In 2012, Cressman led efforts resulting in the California Fair Political Practices Commission (FPPC) penalizing two Arizona-based nonprofits, Americans for Responsible Leadership and the center to Protect Patient Rights. The nonprofits donated $11 million to oppose the California governor Jerry Brown's tax hike, Proposition 30, and they proposed a labor organizing reform, Proposition 32. Cressman filed the complaint with the FPPC to reveal the names of the donors who had contributed the money to the nonprofits and proposed to defeat Brown's proposals. After an investigation by the FPPC, one of the nonprofits involved was linked to Republican billionaire donors, David Koch and Charles Koch. A year later in 2013, two campaign committees were fined $15 million to the state, equaling the amount of money illegally donated to the Arizona nonprofits. Furthermore, donors affiliated with the Koch brothers network paid $1 million to the state of California due to their illegal campaign financing exposed by Cressman's FPPC complaint.

=== DATA SHOWN ===

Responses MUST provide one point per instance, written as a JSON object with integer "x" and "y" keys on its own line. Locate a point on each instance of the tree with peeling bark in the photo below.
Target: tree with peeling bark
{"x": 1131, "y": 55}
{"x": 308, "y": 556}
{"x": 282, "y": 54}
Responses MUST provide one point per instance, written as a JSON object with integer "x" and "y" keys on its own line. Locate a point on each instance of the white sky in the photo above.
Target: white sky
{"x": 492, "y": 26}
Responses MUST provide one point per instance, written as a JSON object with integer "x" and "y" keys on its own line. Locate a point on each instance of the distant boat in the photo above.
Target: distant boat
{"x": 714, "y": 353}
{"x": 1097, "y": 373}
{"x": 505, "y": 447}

=== EXERCISE TASKS ===
A. In the passage about Cressman's complaint to the California Fair Political Practices Commission, how much did donors affiliated with the Koch brothers network pay to the state of California?
B. Continue the passage about Cressman's complaint to the California Fair Political Practices Commission, picking up after its final sentence.

=== PER-TASK OUTPUTS ===
A. $1 million

B.
==2014 California Secretary of State Election==
In 2014, as a longtime activist but political newcomer, Derek Cressman ran for California Secretary of State as a member of the Democratic Party. His platform included the overhaul of corporate money removal from the political system, make campaign finance more transparent, and modernize the voter registration system. Cressman sought to use the office as a bully pulpit to have California vote on overturning Citizens United v. FEC and legalizing campaign spending limits. Ultimately, Cressman earned 7.6% of the vote, losing to former Democratic state senator Alex Padilla.

==California Proposition 49==
Cressman helped direct efforts to pass the Overturn Citizens United ballot measure in California (formerly numbered Proposition 49), which is a voter instruction proposition written by Senator Ted Lieu, advocating that our elected officials take action to get big money out of politics, including support for a constitutional amendment.

The question was removed by the California Supreme Court in 2014 to review the constitutionality of voter instruction measures.

On January 4, 2016, a 6–1 decision by the California Supreme Court ruled that the ballot question was legal, but the court did not put the measure on the next ballot. The California state legislature put 2016 California Proposition 59 on the ballot, and voters approved the question.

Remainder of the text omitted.